─── ENTRIES SHOWN

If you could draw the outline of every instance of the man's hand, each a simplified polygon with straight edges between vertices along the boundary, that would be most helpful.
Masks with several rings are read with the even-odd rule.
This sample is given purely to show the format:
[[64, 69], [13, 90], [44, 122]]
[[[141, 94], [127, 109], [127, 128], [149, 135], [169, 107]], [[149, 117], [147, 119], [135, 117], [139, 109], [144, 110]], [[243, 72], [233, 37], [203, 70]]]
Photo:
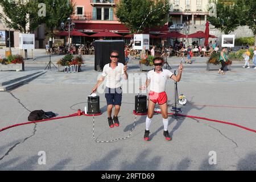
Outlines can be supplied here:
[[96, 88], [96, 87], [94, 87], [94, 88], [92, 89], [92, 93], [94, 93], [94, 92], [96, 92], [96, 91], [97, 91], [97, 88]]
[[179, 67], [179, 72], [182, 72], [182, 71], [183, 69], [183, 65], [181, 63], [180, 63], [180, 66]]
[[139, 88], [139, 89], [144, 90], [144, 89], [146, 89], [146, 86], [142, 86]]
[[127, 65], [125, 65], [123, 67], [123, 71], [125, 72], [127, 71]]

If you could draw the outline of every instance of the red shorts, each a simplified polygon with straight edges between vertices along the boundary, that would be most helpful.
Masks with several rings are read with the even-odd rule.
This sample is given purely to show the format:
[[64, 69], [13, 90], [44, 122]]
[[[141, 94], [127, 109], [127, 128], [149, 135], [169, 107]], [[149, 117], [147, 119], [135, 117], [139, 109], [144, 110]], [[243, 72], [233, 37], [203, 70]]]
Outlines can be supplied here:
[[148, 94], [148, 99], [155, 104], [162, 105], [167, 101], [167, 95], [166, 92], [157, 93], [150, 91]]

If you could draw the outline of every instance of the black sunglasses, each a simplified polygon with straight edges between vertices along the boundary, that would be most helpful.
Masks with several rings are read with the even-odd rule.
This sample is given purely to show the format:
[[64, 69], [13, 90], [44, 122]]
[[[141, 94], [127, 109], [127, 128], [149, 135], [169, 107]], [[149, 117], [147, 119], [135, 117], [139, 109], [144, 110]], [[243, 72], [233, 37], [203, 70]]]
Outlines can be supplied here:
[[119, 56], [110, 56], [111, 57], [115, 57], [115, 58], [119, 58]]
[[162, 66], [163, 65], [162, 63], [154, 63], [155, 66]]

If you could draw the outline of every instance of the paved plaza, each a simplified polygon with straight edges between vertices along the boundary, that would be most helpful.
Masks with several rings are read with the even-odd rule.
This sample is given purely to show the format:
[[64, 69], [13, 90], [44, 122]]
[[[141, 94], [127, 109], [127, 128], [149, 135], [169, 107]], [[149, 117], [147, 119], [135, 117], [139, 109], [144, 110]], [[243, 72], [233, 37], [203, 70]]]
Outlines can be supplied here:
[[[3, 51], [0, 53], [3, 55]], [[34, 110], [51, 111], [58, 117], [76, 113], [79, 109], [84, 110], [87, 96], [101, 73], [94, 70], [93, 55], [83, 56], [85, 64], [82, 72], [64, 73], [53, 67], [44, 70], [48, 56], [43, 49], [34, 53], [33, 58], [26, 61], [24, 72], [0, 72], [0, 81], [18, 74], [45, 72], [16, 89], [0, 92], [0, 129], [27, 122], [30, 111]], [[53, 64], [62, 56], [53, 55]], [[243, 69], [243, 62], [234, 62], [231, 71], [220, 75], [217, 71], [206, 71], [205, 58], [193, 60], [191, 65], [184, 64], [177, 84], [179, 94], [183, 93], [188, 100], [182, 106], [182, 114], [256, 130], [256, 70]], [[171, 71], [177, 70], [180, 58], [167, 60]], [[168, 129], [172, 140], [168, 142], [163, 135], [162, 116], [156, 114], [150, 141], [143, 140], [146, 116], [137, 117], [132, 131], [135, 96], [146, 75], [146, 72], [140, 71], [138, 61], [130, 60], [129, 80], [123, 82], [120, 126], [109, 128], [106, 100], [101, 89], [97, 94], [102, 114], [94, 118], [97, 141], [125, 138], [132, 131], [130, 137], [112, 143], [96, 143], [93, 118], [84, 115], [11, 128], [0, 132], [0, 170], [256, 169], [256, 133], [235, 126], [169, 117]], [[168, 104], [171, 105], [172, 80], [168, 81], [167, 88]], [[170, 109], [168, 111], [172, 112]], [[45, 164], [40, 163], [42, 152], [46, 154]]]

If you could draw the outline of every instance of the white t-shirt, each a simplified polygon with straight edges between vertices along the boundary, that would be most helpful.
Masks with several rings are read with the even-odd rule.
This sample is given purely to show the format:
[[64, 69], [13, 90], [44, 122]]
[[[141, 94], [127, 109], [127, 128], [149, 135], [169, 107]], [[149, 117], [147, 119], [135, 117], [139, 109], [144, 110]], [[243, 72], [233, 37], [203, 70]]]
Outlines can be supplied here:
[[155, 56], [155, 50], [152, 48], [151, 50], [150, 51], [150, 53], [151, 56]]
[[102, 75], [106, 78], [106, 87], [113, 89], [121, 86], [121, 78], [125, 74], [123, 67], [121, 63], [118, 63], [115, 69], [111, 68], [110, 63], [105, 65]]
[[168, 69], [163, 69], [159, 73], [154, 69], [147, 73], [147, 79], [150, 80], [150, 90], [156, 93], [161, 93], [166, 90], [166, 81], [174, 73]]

──────

#### STATED GOAL
Render every line of the items, from the line containing "of the white" through the last line of the items, as a Markdown table with the columns No. and Entry. Number each line in No., place the line in Entry, and omit blank lines.

#### EXERCISE RESPONSE
| No. | Entry |
|---|---|
| 1 | If you could draw the outline of every instance of the white t-shirt, each a simplified polygon with straight edges between vertices along the boundary, that would be most helpful. |
| 2 | Masks with several rings are read with the even-odd rule. |
| 3 | This sample is given purely to show the format: |
| 4 | [[64, 69], [13, 90], [44, 122]] |
| 5 | [[[141, 94], [127, 109], [127, 128], [149, 135], [169, 107]], [[149, 117], [147, 119], [135, 117], [139, 109], [144, 110]], [[243, 72], [233, 37], [203, 70]]] |
| 6 | Outlines can be supplied here: |
| 7 | [[155, 56], [155, 50], [152, 48], [151, 50], [150, 51], [150, 53], [151, 56]] |
| 8 | [[102, 75], [106, 78], [106, 87], [113, 89], [121, 86], [121, 78], [125, 74], [123, 67], [121, 63], [118, 63], [115, 69], [111, 68], [110, 63], [105, 65]] |
| 9 | [[168, 69], [163, 69], [159, 73], [154, 69], [147, 73], [147, 79], [150, 80], [150, 90], [156, 93], [161, 93], [166, 90], [166, 81], [174, 73]] |